## WORK ORDER
Exactly as given, write out all the entries again.

######

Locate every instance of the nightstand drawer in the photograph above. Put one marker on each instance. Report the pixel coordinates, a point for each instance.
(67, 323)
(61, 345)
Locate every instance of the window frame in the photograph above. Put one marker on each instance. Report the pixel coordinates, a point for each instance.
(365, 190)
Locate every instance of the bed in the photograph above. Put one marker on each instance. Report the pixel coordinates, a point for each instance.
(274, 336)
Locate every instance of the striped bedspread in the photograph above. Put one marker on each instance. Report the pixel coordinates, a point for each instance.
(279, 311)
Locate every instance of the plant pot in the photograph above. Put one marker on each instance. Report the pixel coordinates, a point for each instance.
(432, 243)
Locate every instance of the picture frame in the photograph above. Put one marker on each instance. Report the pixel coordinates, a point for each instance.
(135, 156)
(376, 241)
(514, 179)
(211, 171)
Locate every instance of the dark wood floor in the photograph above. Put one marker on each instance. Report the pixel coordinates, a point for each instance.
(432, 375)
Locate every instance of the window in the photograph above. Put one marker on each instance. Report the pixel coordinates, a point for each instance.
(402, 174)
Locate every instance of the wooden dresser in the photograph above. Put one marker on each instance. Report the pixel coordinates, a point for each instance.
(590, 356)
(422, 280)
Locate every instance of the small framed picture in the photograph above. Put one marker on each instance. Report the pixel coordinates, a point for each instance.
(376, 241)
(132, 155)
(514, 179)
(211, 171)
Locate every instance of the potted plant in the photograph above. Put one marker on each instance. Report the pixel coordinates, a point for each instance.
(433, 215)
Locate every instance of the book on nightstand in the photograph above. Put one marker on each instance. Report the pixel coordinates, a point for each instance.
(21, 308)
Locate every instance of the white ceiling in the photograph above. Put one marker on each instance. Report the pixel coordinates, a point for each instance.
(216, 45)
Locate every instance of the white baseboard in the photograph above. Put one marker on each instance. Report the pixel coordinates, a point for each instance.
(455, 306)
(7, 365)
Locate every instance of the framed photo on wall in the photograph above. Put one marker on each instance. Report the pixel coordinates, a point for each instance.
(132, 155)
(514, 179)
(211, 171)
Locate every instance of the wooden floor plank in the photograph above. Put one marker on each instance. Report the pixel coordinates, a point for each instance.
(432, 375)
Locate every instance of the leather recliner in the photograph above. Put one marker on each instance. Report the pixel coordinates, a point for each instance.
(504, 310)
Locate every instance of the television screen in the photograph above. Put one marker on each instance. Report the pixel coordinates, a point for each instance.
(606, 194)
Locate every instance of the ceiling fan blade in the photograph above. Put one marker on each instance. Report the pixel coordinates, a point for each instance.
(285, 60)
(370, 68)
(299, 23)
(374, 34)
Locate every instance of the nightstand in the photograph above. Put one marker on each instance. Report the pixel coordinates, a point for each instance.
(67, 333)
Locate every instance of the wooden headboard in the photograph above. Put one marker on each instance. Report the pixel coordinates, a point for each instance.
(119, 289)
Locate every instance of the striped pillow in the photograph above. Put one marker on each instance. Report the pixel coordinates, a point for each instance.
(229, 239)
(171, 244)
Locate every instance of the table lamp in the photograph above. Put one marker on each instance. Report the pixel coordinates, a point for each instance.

######

## COMPLETED EXERCISE
Locate every instance of the nightstand drawer in the photograph above. Put one marker on each instance. Report the pixel coordinates, a point for each instance.
(67, 323)
(61, 345)
Locate every instance of the window frame in the photograph above. Put one marker on each instance. Report the pixel coordinates, a point for each instance.
(365, 190)
Locate every instance of the bed in the photograph above. Put one marker on each instance. Report the pixel coordinates, a point for each instance.
(274, 336)
Locate every instance of the striped bedspread in the photograph above. Put one marker on each instance. Report the pixel coordinates, a point for each instance.
(279, 311)
Locate every instance of the plant pot in the photograph above. Put one marker on each instance. Report the pixel coordinates, a point for each instance.
(432, 243)
Locate every instance of the picture frame in the photograph above. Put one marker on each instance. Report the pixel coordinates, a point for each instance.
(135, 156)
(376, 241)
(514, 179)
(211, 171)
Locate every instance of the dark wood floor in the photograph above. Put one marker on each instance. Report the pixel coordinates, a point for each instance.
(432, 375)
Locate every instance of the window in the photograph above. Put one marker on each instance. Report the pixel coordinates, a point for each instance.
(402, 174)
Locate every instance of the wooden dresser in the photograph above. Put one marker on each instance. Report the pixel coordinates, a point for each instance.
(590, 356)
(422, 280)
Locate every instance of the small framed picture in the photograph above. Put one marker on each instance. Report the pixel coordinates, a point for each instance.
(376, 241)
(132, 155)
(514, 179)
(211, 171)
Locate every instance of the potted plant in the photograph above. Put one marker on each instance. Report the pixel coordinates, a point for each instance.
(433, 215)
Locate every instance of the book on nightstand in the photograph above. Put one marker on each instance. Report the pixel coordinates, a point for each instance.
(21, 308)
Locate every instance of the white ceiling in the photograph above. Put one marker on each instance. Report the pixel coordinates, a point for each instance.
(216, 45)
Locate every instance of the white baseboard in the photograph above. Put one marker on each instance. Report the pixel coordinates, a point for each instance.
(455, 306)
(7, 365)
Locate every instance of the framed photo on wall in the photograph above. Put one marker on each instance. Report the pixel coordinates, a point for each instance.
(132, 155)
(514, 179)
(211, 171)
Locate every instance of the wooden floor plank in the photograph above. Put one marker on each instance. Report the pixel coordinates, a point for each instance.
(432, 375)
Locate every instance of the leather recliner in the photograph above. Put one marker on each instance. Report the pixel coordinates, a point for each instance.
(504, 310)
Locate every instance of the television screen in the photograph above. Put one marker on each instance. Report the pixel coordinates, a point for each instance.
(606, 194)
Locate every instance of the ceiling fan blade in the photograph above. Put one marker on each instance. Report the pixel coordinates, a point for each instance.
(285, 60)
(370, 68)
(299, 23)
(374, 34)
Locate every instance of the nightstand in the photograph above. Put one marker on each instance. Report the pixel coordinates, a point for each instance.
(67, 333)
Locate every instance of the wooden headboard in the photograph above. Put one marker on each instance. Report the pixel coordinates, a point for each instance.
(119, 289)
Locate every instance of the striped pillow in the photograph above. Put one marker on each instance. Report the pixel coordinates, a point for each instance.
(229, 239)
(171, 244)
Locate every instance of the table lamp in the photograph above. Put one marker on each instance. Report the pixel coordinates, a point for each instance.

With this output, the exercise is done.